*PASSAGE TO READ*:
A colleague pushes a fix for a validation bug. The regex looks right. Tests pass. Two weeks later, a user reports that their perfectly valid email address is being rejected — because the fix introduced an unbalanced bracket that the compiler never complained about.
This is the nature of raw regex in Java. The compiler has no opinion. The mistake lives quietly in a string literal until runtime hands you the bill.
I built Sift to make this class of bug unrepresentable.
What Sift actually does
Sift is a fluent DSL for building regular expressions in Java. Its core idea is simple: instead of writing a string, you traverse a type-state machine. Each method returns only the next valid state — so wrong transitions don't exist as methods, and the compiler rejects incomplete or structurally invalid patterns before your code ever runs.
The before/after speaks for itself:
// Before — what does this even do?

*WHAT TO DO*: Retype the passage from the Sift post, starting with "A colleague pushes" and going on through "code ever runs.".

Dataset entries:
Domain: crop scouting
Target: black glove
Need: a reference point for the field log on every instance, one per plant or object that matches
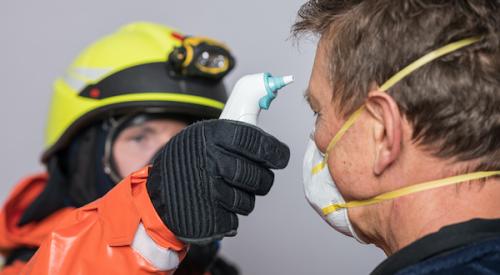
(210, 172)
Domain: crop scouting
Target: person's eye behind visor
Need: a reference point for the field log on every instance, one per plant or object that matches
(132, 143)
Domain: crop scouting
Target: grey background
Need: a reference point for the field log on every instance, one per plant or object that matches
(39, 39)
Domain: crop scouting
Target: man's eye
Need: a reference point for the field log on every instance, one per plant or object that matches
(138, 138)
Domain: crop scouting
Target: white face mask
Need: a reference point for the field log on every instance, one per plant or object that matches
(321, 192)
(320, 189)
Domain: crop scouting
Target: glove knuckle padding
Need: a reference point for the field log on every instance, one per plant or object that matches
(210, 171)
(251, 142)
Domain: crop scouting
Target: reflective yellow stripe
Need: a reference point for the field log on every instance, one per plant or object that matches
(410, 190)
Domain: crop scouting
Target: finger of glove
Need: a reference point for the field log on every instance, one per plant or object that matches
(249, 141)
(233, 199)
(226, 225)
(241, 173)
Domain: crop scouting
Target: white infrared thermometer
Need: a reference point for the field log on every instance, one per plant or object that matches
(251, 94)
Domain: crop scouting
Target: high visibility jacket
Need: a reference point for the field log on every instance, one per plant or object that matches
(120, 233)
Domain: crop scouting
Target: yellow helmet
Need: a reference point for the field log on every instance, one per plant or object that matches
(141, 66)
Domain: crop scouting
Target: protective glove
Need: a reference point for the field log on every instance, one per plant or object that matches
(210, 172)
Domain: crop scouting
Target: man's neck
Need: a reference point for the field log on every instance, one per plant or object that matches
(395, 224)
(409, 219)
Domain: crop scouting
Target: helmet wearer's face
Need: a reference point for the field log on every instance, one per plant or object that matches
(135, 145)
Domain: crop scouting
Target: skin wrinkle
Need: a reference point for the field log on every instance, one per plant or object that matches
(394, 224)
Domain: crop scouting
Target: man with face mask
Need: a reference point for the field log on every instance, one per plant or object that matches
(406, 147)
(121, 101)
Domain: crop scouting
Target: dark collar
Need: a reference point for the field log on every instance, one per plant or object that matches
(446, 239)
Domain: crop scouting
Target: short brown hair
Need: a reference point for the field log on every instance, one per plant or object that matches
(453, 103)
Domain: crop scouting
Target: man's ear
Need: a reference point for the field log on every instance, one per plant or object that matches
(387, 130)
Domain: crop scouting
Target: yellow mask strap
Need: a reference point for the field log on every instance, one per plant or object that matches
(391, 82)
(410, 190)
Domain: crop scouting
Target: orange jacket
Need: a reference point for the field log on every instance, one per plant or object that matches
(95, 239)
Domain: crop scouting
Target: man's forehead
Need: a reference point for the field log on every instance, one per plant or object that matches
(319, 84)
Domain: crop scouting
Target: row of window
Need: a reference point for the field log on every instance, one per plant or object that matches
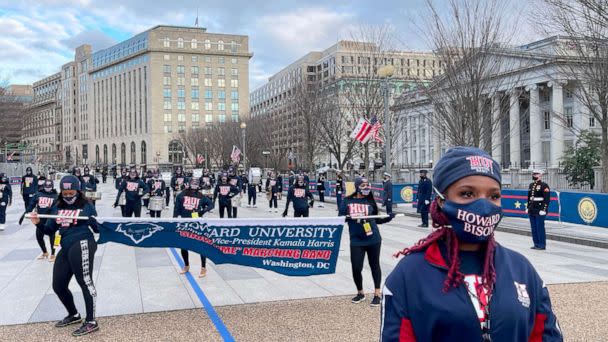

*WRITTEN SOLUTION*:
A colleague pushes a fix for a validation bug. The regex looks right. Tests pass. Two weeks later, a user reports that their perfectly valid email address is being rejected — because the fix introduced an unbalanced bracket that the compiler never complained about.
This is the nature of raw regex in Java. The compiler has no opinion. The mistake lives quietly in a string literal until runtime hands you the bill.
I built Sift to make this class of bug unrepresentable.
What Sift actually does
Sift is a fluent DSL for building regular expressions in Java. Its core idea is simple: instead of writing a string, you traverse a type-state machine. Each method returns only the next valid state — so wrong transitions don't exist as methods, and the compiler rejects incomplete or structurally invalid patterns before your code ever runs.